Write out the stretch from the start of the records through the line containing "[(318, 132)]", substituting "signal-timing audit" for "signal-timing review" and leaving everything else as it is.

Records that point to named objects
::::

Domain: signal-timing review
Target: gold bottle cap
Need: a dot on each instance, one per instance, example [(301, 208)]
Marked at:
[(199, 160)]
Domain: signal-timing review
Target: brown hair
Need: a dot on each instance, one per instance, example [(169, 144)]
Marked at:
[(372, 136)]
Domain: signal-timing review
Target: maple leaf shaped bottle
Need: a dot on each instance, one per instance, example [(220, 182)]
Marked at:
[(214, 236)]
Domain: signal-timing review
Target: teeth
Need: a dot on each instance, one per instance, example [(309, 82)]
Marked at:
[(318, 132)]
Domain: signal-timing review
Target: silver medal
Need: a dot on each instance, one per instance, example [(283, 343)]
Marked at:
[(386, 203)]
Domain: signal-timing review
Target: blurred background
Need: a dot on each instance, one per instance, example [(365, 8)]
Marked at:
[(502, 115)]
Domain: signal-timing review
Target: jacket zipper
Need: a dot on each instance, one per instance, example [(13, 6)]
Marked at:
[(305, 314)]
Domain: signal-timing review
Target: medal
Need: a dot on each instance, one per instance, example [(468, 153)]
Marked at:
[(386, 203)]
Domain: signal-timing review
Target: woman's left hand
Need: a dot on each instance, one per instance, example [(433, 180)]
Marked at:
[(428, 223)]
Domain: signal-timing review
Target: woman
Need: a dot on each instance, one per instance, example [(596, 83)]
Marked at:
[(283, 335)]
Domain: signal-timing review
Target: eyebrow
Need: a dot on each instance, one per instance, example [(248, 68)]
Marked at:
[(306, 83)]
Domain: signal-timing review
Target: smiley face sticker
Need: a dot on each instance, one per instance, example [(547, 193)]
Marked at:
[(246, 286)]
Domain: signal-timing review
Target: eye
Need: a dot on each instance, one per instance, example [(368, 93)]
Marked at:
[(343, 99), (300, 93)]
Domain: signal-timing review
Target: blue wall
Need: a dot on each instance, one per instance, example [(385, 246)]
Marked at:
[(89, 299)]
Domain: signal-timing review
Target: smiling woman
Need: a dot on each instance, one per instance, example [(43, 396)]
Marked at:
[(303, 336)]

::::

** REPLY TO THE EXERCISE **
Domain: signal-timing audit
Target: gold bottle cap
Need: a dot on each instance, one per instance, example [(301, 208)]
Marked at:
[(199, 160)]
Domain: signal-timing audit
Target: brown hair
Need: a dot on each instance, one per instance, example [(169, 144)]
Marked at:
[(372, 136)]
Domain: signal-timing audit
Target: maple leaf shaped bottle
Need: a dot on each instance, one per instance, example [(220, 182)]
Marked at:
[(214, 236)]
Domain: signal-timing audit
Target: teeth
Need: a dot on each instance, one per instance, example [(309, 82)]
Marked at:
[(318, 132)]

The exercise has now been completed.